Task instructions:
Write out the listing below line for line, keeping every character unchanged.

Data records:
******************************
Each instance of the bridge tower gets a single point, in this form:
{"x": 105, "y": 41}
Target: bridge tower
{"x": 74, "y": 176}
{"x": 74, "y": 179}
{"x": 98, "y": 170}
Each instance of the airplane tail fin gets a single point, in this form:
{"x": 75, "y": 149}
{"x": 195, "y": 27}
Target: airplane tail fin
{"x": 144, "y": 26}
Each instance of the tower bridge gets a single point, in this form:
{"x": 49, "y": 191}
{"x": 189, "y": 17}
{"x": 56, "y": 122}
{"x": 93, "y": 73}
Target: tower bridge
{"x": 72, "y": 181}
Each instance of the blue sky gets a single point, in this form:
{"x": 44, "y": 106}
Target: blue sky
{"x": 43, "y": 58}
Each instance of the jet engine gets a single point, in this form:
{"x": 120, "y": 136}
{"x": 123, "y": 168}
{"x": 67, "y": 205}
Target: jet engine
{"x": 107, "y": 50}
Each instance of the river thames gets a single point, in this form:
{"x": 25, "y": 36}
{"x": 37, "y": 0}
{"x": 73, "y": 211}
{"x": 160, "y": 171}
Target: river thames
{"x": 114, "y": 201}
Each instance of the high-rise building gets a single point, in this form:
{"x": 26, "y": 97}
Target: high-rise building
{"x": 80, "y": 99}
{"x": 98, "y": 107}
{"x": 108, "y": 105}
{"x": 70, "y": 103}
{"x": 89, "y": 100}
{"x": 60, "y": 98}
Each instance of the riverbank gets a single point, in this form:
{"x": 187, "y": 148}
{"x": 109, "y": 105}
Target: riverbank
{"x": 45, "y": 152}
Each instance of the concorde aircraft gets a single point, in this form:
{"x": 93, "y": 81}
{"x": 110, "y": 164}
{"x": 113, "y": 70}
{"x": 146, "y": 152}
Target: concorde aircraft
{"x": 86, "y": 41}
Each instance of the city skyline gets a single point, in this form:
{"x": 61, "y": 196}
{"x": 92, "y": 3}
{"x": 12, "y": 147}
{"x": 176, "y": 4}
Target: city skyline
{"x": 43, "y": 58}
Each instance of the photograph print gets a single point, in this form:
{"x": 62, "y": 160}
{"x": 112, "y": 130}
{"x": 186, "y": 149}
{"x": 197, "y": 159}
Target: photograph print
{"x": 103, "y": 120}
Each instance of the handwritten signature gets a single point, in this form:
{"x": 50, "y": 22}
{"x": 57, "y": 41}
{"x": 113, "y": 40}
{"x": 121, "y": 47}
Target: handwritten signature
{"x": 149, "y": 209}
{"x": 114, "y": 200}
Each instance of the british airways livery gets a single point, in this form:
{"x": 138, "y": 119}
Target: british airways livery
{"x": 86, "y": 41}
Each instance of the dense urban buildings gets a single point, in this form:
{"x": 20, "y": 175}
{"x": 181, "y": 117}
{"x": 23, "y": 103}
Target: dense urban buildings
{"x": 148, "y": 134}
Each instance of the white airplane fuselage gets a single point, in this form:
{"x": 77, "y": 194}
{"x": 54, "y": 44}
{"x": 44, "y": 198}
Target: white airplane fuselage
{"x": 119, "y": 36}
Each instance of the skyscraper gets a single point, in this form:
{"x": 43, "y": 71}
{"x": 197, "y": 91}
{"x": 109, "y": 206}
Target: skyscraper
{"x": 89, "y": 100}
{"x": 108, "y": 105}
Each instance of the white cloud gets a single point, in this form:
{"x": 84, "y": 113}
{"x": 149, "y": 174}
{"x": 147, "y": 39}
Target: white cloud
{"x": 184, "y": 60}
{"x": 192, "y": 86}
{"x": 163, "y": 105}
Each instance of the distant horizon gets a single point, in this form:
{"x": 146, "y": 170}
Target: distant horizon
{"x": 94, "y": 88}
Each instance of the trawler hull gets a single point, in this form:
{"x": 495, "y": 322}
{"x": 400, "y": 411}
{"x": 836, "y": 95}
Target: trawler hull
******************************
Correct output:
Each instance of the bridge tower gets a single point, in this form:
{"x": 105, "y": 41}
Target: bridge tower
{"x": 74, "y": 176}
{"x": 74, "y": 179}
{"x": 98, "y": 170}
Each instance of the airplane tail fin gets a single point, in this form:
{"x": 75, "y": 149}
{"x": 195, "y": 27}
Target: airplane tail fin
{"x": 144, "y": 26}
Each instance of the tower bridge gets a single point, in this form:
{"x": 49, "y": 191}
{"x": 189, "y": 17}
{"x": 56, "y": 122}
{"x": 93, "y": 73}
Target: tower bridge
{"x": 72, "y": 181}
Each instance of the blue sky gets a single point, in this form:
{"x": 44, "y": 106}
Target: blue sky
{"x": 43, "y": 58}
Each instance of the jet engine gets a single point, in this form:
{"x": 120, "y": 136}
{"x": 123, "y": 168}
{"x": 67, "y": 205}
Target: jet engine
{"x": 107, "y": 50}
Each instance of the river thames gets a single point, in this form:
{"x": 25, "y": 36}
{"x": 37, "y": 0}
{"x": 73, "y": 211}
{"x": 160, "y": 171}
Target: river thames
{"x": 114, "y": 201}
Each instance of the high-rise building gets a single point, in this form:
{"x": 26, "y": 97}
Target: high-rise building
{"x": 80, "y": 99}
{"x": 98, "y": 107}
{"x": 108, "y": 105}
{"x": 70, "y": 103}
{"x": 89, "y": 100}
{"x": 60, "y": 98}
Each instance of the riverbank gets a single point, in this form:
{"x": 187, "y": 148}
{"x": 109, "y": 105}
Target: riverbank
{"x": 45, "y": 152}
Each instance of the concorde aircraft gets a single point, in this form:
{"x": 93, "y": 81}
{"x": 110, "y": 164}
{"x": 113, "y": 70}
{"x": 146, "y": 152}
Target: concorde aircraft
{"x": 86, "y": 41}
Each instance of the city skyline gets a single point, in this form:
{"x": 61, "y": 196}
{"x": 92, "y": 3}
{"x": 12, "y": 147}
{"x": 176, "y": 4}
Target: city skyline
{"x": 43, "y": 58}
Each instance of the photograph print gets a single point, in this form:
{"x": 62, "y": 160}
{"x": 112, "y": 130}
{"x": 186, "y": 149}
{"x": 197, "y": 159}
Target: photograph print
{"x": 103, "y": 120}
Each instance of the handwritten signature gets a single point, in this form:
{"x": 50, "y": 22}
{"x": 57, "y": 41}
{"x": 113, "y": 40}
{"x": 121, "y": 47}
Target: handwritten signature
{"x": 149, "y": 209}
{"x": 114, "y": 200}
Each instance of the british airways livery gets a single point, in this form:
{"x": 138, "y": 119}
Target: british airways livery
{"x": 86, "y": 41}
Each instance of the dense urban buildings gets a single point, in this form:
{"x": 20, "y": 175}
{"x": 181, "y": 117}
{"x": 23, "y": 103}
Target: dense urban buildings
{"x": 148, "y": 134}
Each instance of the white airplane fuselage gets a single point, in this form:
{"x": 77, "y": 194}
{"x": 54, "y": 44}
{"x": 44, "y": 198}
Target: white airplane fuselage
{"x": 119, "y": 36}
Each instance of the skyscraper gets a single point, in this form:
{"x": 43, "y": 71}
{"x": 197, "y": 91}
{"x": 109, "y": 206}
Target: skyscraper
{"x": 89, "y": 100}
{"x": 108, "y": 105}
Each instance of the white cloud gets a single point, in this form:
{"x": 84, "y": 113}
{"x": 149, "y": 174}
{"x": 147, "y": 39}
Target: white cloud
{"x": 184, "y": 60}
{"x": 192, "y": 86}
{"x": 163, "y": 105}
Each instance of the distant horizon gets a single point, in this form:
{"x": 146, "y": 170}
Target: distant horizon
{"x": 94, "y": 88}
Each instance of the trawler hull gets a single point, in this form:
{"x": 495, "y": 322}
{"x": 400, "y": 411}
{"x": 836, "y": 95}
Target: trawler hull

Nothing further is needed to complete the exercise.